• [VORLIEGENDER TEXT]

Eintragungsbewilligung und -antrag über den Tod hinaus

  • Die Erblasserin (Eigentümerin) hat in einem notariellen Testament A als Alleinerben eingesetzt und gleichzeitig die Eintragung eines Wohnungsrechts für den Vermächtnisnehmer B bewilligt und beantragt. Das Nachlassgericht hat das Eröffnungsprotokoll (ohne Ablichtung der letztwilligen Verfügung, wie in NRW vorgeschrieben) unverzüglich dem Grundbuchamt übermittelt. Nunmehr beantragt Alleinerbe A die Grundbuchberichtigung auf seinen Namen. Das Wohungsrecht wird nicht erwähnt.

• [EINTRÄGE]

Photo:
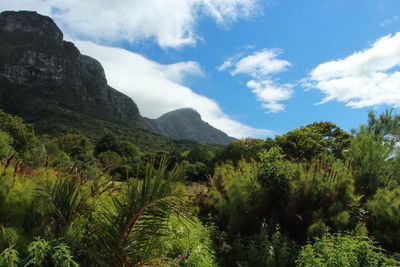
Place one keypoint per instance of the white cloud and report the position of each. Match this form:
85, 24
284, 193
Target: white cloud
271, 93
157, 88
389, 21
171, 23
261, 65
366, 78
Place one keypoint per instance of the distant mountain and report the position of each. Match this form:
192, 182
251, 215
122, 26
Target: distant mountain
48, 82
186, 123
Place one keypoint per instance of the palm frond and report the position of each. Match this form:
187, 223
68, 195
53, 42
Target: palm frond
125, 230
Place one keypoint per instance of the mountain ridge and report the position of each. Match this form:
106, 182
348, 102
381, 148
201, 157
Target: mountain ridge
48, 82
187, 123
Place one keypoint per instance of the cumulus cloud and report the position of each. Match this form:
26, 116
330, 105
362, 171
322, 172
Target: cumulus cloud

• [GESTELLTE AUFGABE A] Was hat das Nachlassgericht laut dem vorliegenden Text dem Grundbuchamt übermittelt?
• [GESTELLTE AUFGABE B] Schreiben Sie sämtliche Einträge oben Zeile für Zeile unverändert ab, lassen Sie dabei aber die Bilder weg.

• [VOLLSTÄNDIGE LÖSUNG A] Das Eröffnungsprotokoll, ohne Ablichtung der letztwilligen Verfügung.

• [VOLLSTÄNDIGE LÖSUNG B]
Photo:
Place one keypoint per instance of the white cloud and report the position of each. Match this form:
85, 24
284, 193
Target: white cloud
271, 93
157, 88
389, 21
171, 23
261, 65
366, 78
Place one keypoint per instance of the distant mountain and report the position of each. Match this form:
192, 182
251, 215
122, 26
Target: distant mountain
48, 82
186, 123
Place one keypoint per instance of the palm frond and report the position of each. Match this form:
187, 223
68, 195
53, 42
Target: palm frond
125, 230
Place one keypoint per instance of the mountain ridge and report the position of each. Match this form:
106, 182
348, 102
381, 148
201, 157
Target: mountain ridge
48, 82
187, 123
Place one keypoint per instance of the cumulus cloud and report the position of each. Match this form:
26, 116
330, 105
362, 171
322, 172
Target: cumulus cloud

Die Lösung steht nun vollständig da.